What to produce: Copy out, word for word, the stretch of items from the line containing "Might I trouble you for the coordinates of the floor" through the last line of the items.

Exercise inputs:
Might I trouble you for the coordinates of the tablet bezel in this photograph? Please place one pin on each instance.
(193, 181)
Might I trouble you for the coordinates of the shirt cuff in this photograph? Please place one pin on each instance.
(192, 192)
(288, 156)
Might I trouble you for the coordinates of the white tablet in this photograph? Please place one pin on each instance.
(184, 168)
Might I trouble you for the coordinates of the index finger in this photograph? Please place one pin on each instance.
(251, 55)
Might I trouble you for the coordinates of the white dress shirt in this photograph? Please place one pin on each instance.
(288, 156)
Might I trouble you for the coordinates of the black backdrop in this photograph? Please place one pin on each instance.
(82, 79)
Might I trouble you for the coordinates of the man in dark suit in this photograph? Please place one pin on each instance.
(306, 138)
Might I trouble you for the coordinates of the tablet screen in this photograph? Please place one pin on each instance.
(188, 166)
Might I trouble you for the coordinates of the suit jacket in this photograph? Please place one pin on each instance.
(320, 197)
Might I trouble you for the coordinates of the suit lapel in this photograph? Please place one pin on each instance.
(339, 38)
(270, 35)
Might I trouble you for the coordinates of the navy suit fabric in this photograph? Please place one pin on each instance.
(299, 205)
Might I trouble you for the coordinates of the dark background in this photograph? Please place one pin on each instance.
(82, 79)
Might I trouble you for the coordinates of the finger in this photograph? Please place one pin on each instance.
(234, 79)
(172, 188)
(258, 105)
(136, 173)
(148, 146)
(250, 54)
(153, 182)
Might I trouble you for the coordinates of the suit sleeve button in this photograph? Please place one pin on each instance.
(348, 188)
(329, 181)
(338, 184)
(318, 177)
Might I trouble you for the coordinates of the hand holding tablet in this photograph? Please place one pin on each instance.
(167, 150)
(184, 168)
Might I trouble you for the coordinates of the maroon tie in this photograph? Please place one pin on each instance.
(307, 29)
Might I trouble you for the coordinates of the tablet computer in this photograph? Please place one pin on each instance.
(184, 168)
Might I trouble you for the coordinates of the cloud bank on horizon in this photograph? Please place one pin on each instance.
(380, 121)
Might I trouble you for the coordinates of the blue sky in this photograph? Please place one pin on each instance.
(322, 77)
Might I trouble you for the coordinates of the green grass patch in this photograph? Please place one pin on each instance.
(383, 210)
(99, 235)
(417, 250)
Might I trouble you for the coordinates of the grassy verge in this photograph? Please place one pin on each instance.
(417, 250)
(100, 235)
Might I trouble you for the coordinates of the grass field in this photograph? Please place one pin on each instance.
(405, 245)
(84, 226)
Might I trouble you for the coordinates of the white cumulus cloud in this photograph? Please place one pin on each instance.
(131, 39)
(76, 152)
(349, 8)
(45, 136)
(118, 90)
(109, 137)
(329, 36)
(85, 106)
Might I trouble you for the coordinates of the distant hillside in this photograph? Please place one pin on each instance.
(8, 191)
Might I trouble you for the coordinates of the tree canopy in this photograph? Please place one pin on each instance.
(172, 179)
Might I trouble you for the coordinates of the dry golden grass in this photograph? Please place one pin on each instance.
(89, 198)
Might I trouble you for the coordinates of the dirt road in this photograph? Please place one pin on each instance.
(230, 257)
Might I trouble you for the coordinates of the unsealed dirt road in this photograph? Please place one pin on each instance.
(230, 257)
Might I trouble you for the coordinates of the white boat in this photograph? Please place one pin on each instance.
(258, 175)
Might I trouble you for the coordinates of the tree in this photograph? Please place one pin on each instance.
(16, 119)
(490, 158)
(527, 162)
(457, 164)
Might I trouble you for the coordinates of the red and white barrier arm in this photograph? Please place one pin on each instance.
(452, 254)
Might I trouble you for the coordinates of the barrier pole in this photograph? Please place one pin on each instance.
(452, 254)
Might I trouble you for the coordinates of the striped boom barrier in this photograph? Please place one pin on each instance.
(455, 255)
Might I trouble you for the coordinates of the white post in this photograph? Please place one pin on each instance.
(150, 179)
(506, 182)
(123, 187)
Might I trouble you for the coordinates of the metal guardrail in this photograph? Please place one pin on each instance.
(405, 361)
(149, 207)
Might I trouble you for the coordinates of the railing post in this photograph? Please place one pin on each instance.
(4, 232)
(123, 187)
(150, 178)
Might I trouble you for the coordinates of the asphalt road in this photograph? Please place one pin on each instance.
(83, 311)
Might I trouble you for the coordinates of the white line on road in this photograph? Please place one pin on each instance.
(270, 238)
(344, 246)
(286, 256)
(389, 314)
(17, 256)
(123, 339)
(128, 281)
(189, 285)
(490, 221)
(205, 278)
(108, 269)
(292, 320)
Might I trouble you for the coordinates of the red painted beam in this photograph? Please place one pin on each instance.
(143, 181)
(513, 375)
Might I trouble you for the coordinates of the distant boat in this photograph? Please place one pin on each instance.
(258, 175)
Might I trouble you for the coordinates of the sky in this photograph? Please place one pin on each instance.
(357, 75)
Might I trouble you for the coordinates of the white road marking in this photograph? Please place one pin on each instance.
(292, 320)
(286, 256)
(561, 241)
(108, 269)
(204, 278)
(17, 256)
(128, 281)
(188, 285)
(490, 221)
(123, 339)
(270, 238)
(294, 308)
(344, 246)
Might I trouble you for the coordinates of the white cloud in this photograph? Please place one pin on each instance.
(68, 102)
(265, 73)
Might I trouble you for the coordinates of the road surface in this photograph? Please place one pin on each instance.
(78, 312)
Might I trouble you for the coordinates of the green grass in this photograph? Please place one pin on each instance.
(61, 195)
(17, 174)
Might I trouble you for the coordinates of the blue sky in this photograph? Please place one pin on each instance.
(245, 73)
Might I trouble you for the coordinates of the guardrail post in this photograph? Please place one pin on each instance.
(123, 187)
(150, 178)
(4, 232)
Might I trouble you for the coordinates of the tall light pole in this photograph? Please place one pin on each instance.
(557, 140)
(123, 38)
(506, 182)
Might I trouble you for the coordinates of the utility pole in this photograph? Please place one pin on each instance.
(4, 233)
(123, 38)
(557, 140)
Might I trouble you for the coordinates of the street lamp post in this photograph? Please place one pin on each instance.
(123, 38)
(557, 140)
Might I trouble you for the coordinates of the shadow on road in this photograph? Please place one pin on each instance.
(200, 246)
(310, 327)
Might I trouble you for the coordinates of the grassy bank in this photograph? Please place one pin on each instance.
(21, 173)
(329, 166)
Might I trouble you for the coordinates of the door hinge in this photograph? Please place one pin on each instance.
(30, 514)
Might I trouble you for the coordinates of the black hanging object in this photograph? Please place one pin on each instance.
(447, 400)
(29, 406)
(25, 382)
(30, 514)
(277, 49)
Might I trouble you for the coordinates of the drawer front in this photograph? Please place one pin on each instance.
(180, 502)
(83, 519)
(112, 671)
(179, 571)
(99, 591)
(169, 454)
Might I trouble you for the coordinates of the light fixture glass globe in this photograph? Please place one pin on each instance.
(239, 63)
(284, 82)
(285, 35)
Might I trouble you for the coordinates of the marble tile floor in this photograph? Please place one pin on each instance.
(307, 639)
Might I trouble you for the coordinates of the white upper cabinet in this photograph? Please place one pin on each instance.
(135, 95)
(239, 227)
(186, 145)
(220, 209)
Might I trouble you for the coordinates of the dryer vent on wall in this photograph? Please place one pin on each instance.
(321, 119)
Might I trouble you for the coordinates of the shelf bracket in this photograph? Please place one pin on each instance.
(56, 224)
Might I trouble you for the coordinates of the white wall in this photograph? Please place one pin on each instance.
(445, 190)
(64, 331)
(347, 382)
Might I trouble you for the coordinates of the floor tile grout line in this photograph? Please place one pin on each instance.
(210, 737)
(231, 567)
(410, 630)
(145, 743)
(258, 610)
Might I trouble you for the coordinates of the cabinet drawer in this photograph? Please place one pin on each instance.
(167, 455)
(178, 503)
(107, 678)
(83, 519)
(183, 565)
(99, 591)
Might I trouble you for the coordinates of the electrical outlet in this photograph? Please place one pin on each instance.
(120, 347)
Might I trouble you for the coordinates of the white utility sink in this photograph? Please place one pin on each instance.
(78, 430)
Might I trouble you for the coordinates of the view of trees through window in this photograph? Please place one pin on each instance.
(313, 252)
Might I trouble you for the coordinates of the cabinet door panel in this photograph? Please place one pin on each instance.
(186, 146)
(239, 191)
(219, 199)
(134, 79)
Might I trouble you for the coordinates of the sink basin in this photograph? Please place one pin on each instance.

In response:
Might I trouble you for the coordinates of the floor tile grout line in this photograph? Please place one pin on each instance.
(210, 737)
(231, 567)
(410, 630)
(145, 743)
(258, 610)
Might I trouble you for the coordinates of the cabinet drawer in this photograph? Please place one pin on each instance.
(167, 455)
(178, 503)
(107, 678)
(83, 519)
(183, 565)
(99, 591)
Might I trouble you for the coordinates of the electrical outlet in this photograph? Please place one pin on each instance.
(120, 347)
Might I trouble you for the coordinates of the white utility sink in this photograph? Please place one pin on each instance.
(78, 430)
Might I trouble you for the coordinates of the view of trees through window in this photograph? Please place one pin on each instance.
(313, 252)
Might I trouble you for the coordinates of the cabinet door panel in this photograph? Please place one pin on each instance.
(186, 146)
(239, 191)
(219, 199)
(134, 79)
Might I trouble you for the coordinates of the sink basin in this photograph? Please place one pin on each instance.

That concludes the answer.